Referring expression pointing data
[Start of section]

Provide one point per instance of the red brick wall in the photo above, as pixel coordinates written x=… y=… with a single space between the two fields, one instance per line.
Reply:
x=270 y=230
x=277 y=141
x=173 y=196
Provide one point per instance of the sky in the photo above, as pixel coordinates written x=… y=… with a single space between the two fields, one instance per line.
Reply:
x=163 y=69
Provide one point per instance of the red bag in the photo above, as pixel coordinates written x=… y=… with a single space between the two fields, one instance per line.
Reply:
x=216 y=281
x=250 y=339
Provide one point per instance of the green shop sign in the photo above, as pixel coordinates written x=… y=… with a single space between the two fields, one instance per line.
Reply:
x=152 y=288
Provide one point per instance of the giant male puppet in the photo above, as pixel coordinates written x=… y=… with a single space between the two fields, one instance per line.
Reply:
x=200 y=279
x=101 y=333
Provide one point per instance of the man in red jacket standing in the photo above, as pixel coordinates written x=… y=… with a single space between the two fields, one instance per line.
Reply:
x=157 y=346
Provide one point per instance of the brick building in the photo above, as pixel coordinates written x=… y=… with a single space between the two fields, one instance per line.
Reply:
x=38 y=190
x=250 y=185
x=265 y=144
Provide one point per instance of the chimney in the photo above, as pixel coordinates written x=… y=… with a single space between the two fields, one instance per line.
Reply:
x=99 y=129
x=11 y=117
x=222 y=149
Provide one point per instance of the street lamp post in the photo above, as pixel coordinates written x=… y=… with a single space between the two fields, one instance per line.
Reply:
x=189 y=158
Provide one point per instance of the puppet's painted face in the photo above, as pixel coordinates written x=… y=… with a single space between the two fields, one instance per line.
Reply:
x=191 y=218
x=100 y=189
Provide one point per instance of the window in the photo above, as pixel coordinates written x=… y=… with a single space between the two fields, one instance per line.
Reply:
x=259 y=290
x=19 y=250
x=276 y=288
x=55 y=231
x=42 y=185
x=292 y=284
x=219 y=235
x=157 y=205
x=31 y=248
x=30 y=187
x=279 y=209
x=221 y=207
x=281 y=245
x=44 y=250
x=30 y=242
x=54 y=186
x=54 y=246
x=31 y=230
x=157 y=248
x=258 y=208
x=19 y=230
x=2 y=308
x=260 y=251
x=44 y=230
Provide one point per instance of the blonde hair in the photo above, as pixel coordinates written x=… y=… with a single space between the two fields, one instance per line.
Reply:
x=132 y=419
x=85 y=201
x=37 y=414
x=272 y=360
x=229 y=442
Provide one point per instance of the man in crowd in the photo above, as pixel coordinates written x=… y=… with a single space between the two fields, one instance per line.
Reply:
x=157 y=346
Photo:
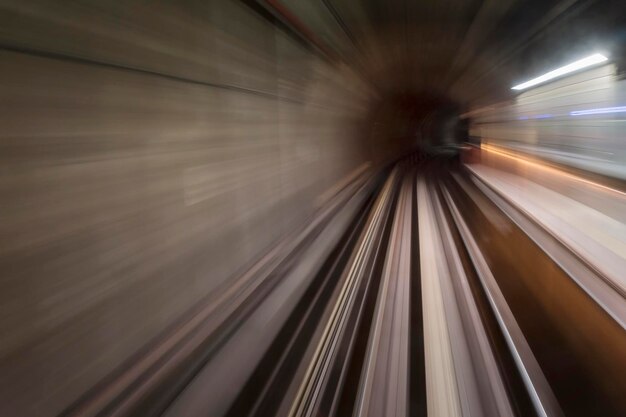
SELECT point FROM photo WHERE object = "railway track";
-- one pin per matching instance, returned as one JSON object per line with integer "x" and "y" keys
{"x": 438, "y": 297}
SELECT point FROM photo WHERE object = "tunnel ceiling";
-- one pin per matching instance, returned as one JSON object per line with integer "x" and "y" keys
{"x": 469, "y": 51}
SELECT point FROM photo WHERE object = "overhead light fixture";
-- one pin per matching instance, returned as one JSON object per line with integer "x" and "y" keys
{"x": 574, "y": 66}
{"x": 604, "y": 110}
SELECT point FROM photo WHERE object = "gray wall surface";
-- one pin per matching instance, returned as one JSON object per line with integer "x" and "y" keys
{"x": 147, "y": 151}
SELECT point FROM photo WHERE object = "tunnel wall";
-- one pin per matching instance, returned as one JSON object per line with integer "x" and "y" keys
{"x": 576, "y": 121}
{"x": 146, "y": 153}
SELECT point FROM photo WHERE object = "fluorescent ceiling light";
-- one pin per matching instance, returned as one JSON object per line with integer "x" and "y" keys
{"x": 605, "y": 110}
{"x": 574, "y": 66}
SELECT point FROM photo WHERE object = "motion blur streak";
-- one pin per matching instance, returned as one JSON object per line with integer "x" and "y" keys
{"x": 312, "y": 208}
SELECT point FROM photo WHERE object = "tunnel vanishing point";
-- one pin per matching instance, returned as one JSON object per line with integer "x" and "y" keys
{"x": 320, "y": 208}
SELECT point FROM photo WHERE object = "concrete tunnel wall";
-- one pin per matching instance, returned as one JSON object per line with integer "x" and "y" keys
{"x": 147, "y": 151}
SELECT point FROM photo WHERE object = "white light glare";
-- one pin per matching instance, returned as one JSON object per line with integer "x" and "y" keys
{"x": 604, "y": 110}
{"x": 574, "y": 66}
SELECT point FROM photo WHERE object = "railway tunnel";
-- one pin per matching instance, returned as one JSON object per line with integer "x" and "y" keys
{"x": 312, "y": 208}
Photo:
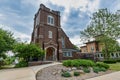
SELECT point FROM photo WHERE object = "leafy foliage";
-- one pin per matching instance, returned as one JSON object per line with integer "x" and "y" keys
{"x": 76, "y": 73}
{"x": 6, "y": 41}
{"x": 104, "y": 26}
{"x": 21, "y": 64}
{"x": 110, "y": 61}
{"x": 66, "y": 74}
{"x": 86, "y": 70}
{"x": 96, "y": 69}
{"x": 78, "y": 62}
{"x": 101, "y": 64}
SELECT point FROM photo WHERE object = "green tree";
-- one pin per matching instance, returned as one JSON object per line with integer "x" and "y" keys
{"x": 105, "y": 26}
{"x": 6, "y": 43}
{"x": 6, "y": 40}
{"x": 28, "y": 51}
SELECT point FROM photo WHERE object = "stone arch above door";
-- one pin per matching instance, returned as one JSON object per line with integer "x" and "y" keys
{"x": 50, "y": 53}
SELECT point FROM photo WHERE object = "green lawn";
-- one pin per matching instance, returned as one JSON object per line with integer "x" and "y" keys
{"x": 115, "y": 67}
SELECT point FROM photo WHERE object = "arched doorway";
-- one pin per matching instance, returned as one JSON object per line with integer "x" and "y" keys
{"x": 50, "y": 54}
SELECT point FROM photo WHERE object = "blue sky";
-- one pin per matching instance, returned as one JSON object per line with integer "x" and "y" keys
{"x": 17, "y": 15}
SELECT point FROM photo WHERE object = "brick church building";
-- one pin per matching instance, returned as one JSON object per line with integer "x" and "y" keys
{"x": 50, "y": 36}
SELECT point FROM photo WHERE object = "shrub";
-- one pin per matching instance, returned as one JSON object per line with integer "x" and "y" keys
{"x": 67, "y": 63}
{"x": 21, "y": 64}
{"x": 118, "y": 60}
{"x": 86, "y": 70}
{"x": 110, "y": 61}
{"x": 76, "y": 73}
{"x": 103, "y": 69}
{"x": 66, "y": 74}
{"x": 96, "y": 69}
{"x": 101, "y": 64}
{"x": 75, "y": 63}
{"x": 78, "y": 62}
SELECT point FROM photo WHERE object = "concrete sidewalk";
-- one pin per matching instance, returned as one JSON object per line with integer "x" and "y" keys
{"x": 27, "y": 73}
{"x": 111, "y": 76}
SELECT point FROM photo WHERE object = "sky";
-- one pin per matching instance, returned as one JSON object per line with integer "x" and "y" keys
{"x": 17, "y": 15}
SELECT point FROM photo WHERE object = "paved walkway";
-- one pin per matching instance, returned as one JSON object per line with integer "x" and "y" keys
{"x": 111, "y": 76}
{"x": 27, "y": 73}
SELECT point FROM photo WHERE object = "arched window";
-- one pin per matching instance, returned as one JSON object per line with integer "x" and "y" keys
{"x": 49, "y": 34}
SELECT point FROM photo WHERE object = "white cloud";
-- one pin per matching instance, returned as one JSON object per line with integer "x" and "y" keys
{"x": 24, "y": 37}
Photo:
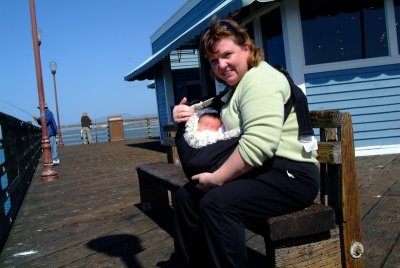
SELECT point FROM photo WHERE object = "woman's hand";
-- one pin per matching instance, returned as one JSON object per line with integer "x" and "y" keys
{"x": 182, "y": 112}
{"x": 206, "y": 181}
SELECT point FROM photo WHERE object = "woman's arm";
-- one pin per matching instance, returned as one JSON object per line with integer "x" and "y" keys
{"x": 233, "y": 167}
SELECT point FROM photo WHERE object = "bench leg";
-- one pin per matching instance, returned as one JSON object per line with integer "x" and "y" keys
{"x": 325, "y": 253}
{"x": 152, "y": 195}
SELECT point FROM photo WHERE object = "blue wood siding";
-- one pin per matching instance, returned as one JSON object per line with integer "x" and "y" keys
{"x": 188, "y": 20}
{"x": 161, "y": 100}
{"x": 371, "y": 95}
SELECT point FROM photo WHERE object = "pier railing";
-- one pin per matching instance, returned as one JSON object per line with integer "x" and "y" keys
{"x": 100, "y": 131}
{"x": 20, "y": 150}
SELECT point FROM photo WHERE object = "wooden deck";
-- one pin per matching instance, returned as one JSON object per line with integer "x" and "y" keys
{"x": 90, "y": 217}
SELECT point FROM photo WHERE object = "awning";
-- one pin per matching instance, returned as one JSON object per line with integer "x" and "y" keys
{"x": 144, "y": 71}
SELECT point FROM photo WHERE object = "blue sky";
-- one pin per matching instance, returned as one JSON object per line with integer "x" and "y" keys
{"x": 95, "y": 43}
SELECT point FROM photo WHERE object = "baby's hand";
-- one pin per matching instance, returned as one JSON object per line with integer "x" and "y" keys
{"x": 182, "y": 112}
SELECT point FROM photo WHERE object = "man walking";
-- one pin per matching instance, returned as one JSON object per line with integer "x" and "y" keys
{"x": 52, "y": 132}
{"x": 86, "y": 124}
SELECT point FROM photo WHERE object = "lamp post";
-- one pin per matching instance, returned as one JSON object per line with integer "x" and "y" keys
{"x": 48, "y": 173}
{"x": 53, "y": 68}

[End of section]

▸ **Exercise brief**: Tell how many lines of the data above include the string "white", with no other text in the answer.

▸ **Response to the task**: 2